**Problem to solve**.
Each entry needs to be restated exactly as written.

====== Items ======

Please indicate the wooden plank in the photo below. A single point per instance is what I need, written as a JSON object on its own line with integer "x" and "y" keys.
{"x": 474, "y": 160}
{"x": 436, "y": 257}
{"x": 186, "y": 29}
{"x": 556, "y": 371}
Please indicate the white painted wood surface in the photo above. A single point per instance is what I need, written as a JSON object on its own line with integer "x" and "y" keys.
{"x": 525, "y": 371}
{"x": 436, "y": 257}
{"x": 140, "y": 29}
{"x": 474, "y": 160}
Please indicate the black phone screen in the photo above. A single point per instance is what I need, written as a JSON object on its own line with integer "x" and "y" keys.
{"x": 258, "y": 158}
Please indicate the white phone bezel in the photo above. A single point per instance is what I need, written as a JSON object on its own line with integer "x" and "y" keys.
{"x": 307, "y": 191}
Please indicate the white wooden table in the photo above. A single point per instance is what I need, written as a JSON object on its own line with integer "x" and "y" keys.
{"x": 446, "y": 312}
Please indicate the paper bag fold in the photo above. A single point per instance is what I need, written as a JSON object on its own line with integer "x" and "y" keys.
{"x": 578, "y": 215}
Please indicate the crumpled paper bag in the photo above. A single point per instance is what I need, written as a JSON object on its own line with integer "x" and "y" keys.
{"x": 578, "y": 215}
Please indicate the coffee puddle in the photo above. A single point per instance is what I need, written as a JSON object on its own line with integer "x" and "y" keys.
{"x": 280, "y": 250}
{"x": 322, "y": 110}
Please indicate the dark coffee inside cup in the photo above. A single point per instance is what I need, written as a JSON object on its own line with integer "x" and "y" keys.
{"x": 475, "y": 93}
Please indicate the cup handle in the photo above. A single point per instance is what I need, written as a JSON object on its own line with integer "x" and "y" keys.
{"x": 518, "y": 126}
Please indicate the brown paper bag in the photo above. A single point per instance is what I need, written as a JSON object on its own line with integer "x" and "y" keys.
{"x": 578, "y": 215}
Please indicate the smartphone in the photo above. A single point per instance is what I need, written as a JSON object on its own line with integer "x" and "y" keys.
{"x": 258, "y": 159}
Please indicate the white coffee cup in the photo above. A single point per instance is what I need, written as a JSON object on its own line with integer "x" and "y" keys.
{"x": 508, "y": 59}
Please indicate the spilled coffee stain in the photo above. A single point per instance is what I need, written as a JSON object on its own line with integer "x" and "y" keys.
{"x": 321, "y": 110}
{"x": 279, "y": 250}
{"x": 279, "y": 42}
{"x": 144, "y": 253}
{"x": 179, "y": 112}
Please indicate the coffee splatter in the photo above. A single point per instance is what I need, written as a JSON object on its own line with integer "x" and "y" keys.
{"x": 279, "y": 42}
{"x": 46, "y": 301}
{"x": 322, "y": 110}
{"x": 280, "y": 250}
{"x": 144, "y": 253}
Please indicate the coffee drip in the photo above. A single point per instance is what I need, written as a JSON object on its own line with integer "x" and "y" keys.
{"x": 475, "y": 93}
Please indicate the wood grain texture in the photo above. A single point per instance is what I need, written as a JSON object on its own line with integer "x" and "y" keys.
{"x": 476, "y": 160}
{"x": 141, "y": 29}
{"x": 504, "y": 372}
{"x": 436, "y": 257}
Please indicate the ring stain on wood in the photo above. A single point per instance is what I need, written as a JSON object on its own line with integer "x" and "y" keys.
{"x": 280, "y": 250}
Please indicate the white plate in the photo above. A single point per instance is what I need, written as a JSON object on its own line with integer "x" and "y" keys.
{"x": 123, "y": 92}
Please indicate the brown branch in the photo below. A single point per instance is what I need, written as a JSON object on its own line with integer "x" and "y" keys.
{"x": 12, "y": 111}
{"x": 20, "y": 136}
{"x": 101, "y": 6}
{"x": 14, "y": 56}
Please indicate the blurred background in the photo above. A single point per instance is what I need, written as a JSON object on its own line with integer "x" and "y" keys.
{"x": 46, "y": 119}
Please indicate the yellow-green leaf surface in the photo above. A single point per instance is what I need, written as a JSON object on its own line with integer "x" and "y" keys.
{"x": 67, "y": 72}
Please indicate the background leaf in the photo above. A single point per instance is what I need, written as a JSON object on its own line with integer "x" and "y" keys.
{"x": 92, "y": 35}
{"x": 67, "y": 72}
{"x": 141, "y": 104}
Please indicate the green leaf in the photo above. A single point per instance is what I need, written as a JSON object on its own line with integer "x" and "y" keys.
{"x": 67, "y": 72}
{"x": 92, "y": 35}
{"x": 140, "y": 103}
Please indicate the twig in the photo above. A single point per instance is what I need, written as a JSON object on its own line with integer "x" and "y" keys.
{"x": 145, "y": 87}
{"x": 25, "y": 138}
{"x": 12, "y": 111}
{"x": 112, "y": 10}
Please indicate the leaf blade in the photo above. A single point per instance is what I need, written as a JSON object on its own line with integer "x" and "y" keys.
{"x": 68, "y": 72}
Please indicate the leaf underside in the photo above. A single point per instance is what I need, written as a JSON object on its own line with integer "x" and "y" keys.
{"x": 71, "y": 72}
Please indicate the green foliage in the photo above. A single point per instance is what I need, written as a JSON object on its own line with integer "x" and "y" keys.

======

**Worked solution**.
Please indicate the wooden plank in the photo below. A single point per instance is what I need, written as a JSON object on its own line with integer "x" and "y" keys.
{"x": 474, "y": 160}
{"x": 436, "y": 257}
{"x": 186, "y": 29}
{"x": 556, "y": 371}
Please indicate the white painted wood surface in the photo above. A single point per instance is what I need, written as a JSON object on its own line with integer "x" and "y" keys.
{"x": 525, "y": 371}
{"x": 436, "y": 257}
{"x": 140, "y": 29}
{"x": 474, "y": 160}
Please indicate the black phone screen in the photo above. A single point per instance is what I need, written as a JSON object on its own line with integer "x" and "y" keys.
{"x": 258, "y": 158}
Please indicate the white phone bezel in the photo above. A single point per instance is what I need, written as a JSON object on its own line with integer "x" and "y" keys.
{"x": 307, "y": 191}
Please indicate the white wooden table in the photo above. A single point per instance is what I need, written as a JSON object on its own line with integer "x" and "y" keys.
{"x": 446, "y": 312}
Please indicate the paper bag fold in the photo above. A single point per instance is what I need, written as a JSON object on its own line with integer "x" and "y" keys.
{"x": 578, "y": 215}
Please indicate the crumpled paper bag in the photo above. A single point per instance is what I need, written as a JSON object on its own line with integer "x" and "y" keys.
{"x": 578, "y": 215}
Please indicate the coffee puddle in the photo above. A single point per instance is what I need, written as a JSON object on its own line with integer "x" and "y" keys.
{"x": 280, "y": 250}
{"x": 322, "y": 110}
Please indicate the dark coffee inside cup in the photo above. A single point per instance is what I need, written as a JSON object on its own line with integer "x" and "y" keys.
{"x": 475, "y": 93}
Please indicate the cup handle in the photo above. A single point per instance is what I need, written as a JSON object on its own line with integer "x" and "y" keys.
{"x": 518, "y": 126}
Please indicate the brown paper bag in the photo above. A single point per instance is what I need, written as a JSON object on its own line with integer "x" and "y" keys.
{"x": 578, "y": 215}
Please indicate the smartphone in the photo above. A single point per instance is what I need, written as a JSON object on its own line with integer "x" and "y" keys.
{"x": 258, "y": 159}
Please indicate the white coffee cup in the photo above. A single point per instance is what I need, written as a JSON object on its own line with integer "x" and "y" keys.
{"x": 508, "y": 59}
Please indicate the spilled coffee stain in the photo above. A single point per instance is what I need, written as a JSON object on its own line with integer "x" and "y" keys.
{"x": 321, "y": 110}
{"x": 279, "y": 250}
{"x": 279, "y": 42}
{"x": 144, "y": 253}
{"x": 179, "y": 112}
Please indicate the coffee splatter in the photo above. A single point per instance is what I need, written as a JSON object on its own line with integer "x" and "y" keys.
{"x": 279, "y": 42}
{"x": 46, "y": 301}
{"x": 322, "y": 110}
{"x": 280, "y": 250}
{"x": 144, "y": 253}
Please indicate the coffee drip in the photo above. A single point per instance is what I need, written as a JSON object on its own line with integer "x" and "y" keys.
{"x": 475, "y": 93}
Please indicate the wood grain texture in the photo above. A single point per instance is what I need, written as a JSON object on its own line with integer "x" and "y" keys.
{"x": 476, "y": 160}
{"x": 141, "y": 29}
{"x": 504, "y": 372}
{"x": 436, "y": 257}
Please indicate the ring stain on wood in the photo above. A single point per instance is what I need, written as a JSON object on its own line with integer "x" and "y" keys.
{"x": 280, "y": 250}
Please indicate the white plate in the photo above. A single point per instance is what I need, written as a JSON object on its own line with integer "x" and "y" keys.
{"x": 123, "y": 92}
Please indicate the brown branch in the photo below. A single point per instance is what I need, written as a JSON object on its own line with integer "x" and "y" keys.
{"x": 12, "y": 111}
{"x": 20, "y": 136}
{"x": 101, "y": 6}
{"x": 14, "y": 56}
Please indicate the blurred background in the photo above. A single point per instance is what I need, written as a JSON object on its own line with integer "x" and "y" keys.
{"x": 46, "y": 119}
Please indicate the yellow-green leaf surface in the photo above. A single point per instance is what I need, written as a JSON object on its own line with integer "x" and "y" keys.
{"x": 67, "y": 72}
Please indicate the background leaf in the photo above. A single point per instance is what I need, written as a JSON object on its own line with integer "x" and "y" keys.
{"x": 92, "y": 35}
{"x": 67, "y": 72}
{"x": 141, "y": 104}
Please indicate the green leaf in the photo above. A single point per instance is what I need, written as a JSON object on its own line with integer "x" and "y" keys.
{"x": 67, "y": 72}
{"x": 92, "y": 35}
{"x": 140, "y": 103}
Please indicate the twig in the photo above. A single point per instance is what I need, written as a JSON object on its own line with integer "x" and "y" keys.
{"x": 145, "y": 87}
{"x": 25, "y": 138}
{"x": 12, "y": 111}
{"x": 112, "y": 10}
Please indicate the leaf blade in the photo above. A single point per instance is what I need, written as a JSON object on its own line with integer "x" and "y" keys.
{"x": 68, "y": 72}
Please indicate the leaf underside in the photo above. A single point per instance is what I need, written as a JSON object on its own line with integer "x" and "y" keys.
{"x": 71, "y": 72}
Please indicate the green foliage in the photo above. A single point per instance is what I need, written as a JSON object on its own line with integer "x" and "y" keys.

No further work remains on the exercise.